Data listing:

— START —

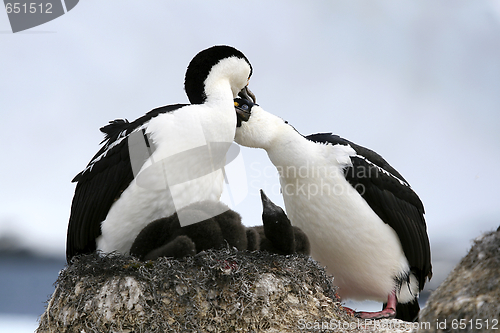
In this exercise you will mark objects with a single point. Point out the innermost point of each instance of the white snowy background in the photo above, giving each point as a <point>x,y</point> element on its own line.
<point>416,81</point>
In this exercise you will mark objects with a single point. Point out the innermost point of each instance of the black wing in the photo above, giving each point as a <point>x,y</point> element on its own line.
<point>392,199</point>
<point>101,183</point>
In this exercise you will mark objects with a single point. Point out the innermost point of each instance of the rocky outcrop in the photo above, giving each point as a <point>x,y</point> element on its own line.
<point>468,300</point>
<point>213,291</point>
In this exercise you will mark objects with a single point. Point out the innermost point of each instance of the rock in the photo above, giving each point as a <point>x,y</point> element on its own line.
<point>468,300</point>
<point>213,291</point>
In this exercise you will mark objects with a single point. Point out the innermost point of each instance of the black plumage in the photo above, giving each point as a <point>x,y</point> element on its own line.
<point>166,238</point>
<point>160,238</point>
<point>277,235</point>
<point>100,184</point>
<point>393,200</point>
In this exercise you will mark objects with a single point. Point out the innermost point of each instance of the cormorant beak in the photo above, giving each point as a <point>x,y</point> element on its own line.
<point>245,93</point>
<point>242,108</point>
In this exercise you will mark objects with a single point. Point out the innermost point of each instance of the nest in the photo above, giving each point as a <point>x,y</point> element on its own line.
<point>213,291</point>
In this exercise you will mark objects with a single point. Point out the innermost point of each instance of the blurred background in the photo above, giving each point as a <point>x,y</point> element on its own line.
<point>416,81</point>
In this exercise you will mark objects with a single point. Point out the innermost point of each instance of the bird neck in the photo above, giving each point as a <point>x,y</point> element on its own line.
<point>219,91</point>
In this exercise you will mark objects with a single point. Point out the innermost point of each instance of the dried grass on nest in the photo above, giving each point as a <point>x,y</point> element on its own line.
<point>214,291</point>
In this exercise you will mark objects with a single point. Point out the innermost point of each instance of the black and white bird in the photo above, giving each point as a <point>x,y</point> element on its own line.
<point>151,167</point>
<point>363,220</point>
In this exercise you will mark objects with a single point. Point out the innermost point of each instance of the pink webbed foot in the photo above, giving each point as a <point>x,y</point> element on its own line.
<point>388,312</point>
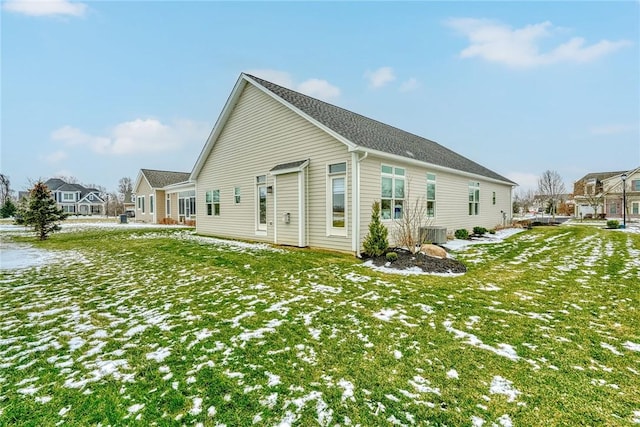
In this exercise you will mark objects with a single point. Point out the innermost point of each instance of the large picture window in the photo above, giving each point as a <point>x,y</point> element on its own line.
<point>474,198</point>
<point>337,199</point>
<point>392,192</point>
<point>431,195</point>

— END —

## What to work on
Transcribe every line of the rows above, word for word, and omit the pictures from your answer.

## Task response
In this exercise you will mark objects with a single point. Point out the innermost point of each instance of the white snowy background in the photo above, giving each point as a <point>x,y</point> element on its own line.
<point>416,81</point>
In this exercise you will mark objects with a single point. Point out the innermost point of each instance of the black wing in the photo above, giving each point as a <point>x,y</point> element on its own line.
<point>392,199</point>
<point>101,183</point>
In this exercise you will mark objects with a single point. Point out the innermost point of each instance of the rocky outcrop in the photo above, giving each point as a <point>x,y</point> element on its own line.
<point>468,300</point>
<point>213,291</point>
In this exercise you will mark objects with a single point. Point out the innermost point of each instance of the rock in the photo above, giving each point as a <point>x,y</point> element on its own line.
<point>468,300</point>
<point>213,291</point>
In this exercise you will mark objects with a single point. Point out the innermost point of each instance of the black plumage in the photo above, giving each point as a <point>x,y</point> element on its own line.
<point>166,238</point>
<point>160,238</point>
<point>277,235</point>
<point>100,184</point>
<point>393,200</point>
In this exercise you will mark objects with a single point. Point out the innermost point of each instance of the cormorant beak in the photo above, giving each point as a <point>x,y</point> element on its own line.
<point>245,93</point>
<point>242,108</point>
In this exercise you will mark objects with a single point. Point out the innermost point of each instance of the nest in the photo above, giving each point as a <point>x,y</point> element on its own line.
<point>213,291</point>
In this exercise you will mark objects with a single point. Point out the innermost point of each instance of the blurred background in the photo above, giving each point as a <point>x,y</point> element on its own line.
<point>416,81</point>
In this exercise you will mark objects with a single point. Point out the innermost point of each instance of the bird neck in the photo above, giving each point as a <point>x,y</point> element on its own line.
<point>219,91</point>
In this exercise you will mark objects with a single point. Point out the innermost point of each instance of the dried grass on nest in the photo above, giving each point as a <point>x,y</point> element on its own line.
<point>214,291</point>
In this exercise you will mark objects with a single point. Point out the innermost point of each instance of the black and white bird in the photo above, giving each point as a <point>x,y</point> element on its own line.
<point>151,167</point>
<point>363,220</point>
In this exercise you will mark objects with a single point. Point out the innermost point of each instance of the pink webbed foot in the photo above, giving each point as a <point>x,y</point> element on its own line.
<point>388,312</point>
In this exercise you will mark objects with a single point. Point out the innermost point of each instance of the large picture window in the photo above, giving each point as a <point>x,y</point> element on its own line.
<point>474,198</point>
<point>337,199</point>
<point>392,192</point>
<point>431,195</point>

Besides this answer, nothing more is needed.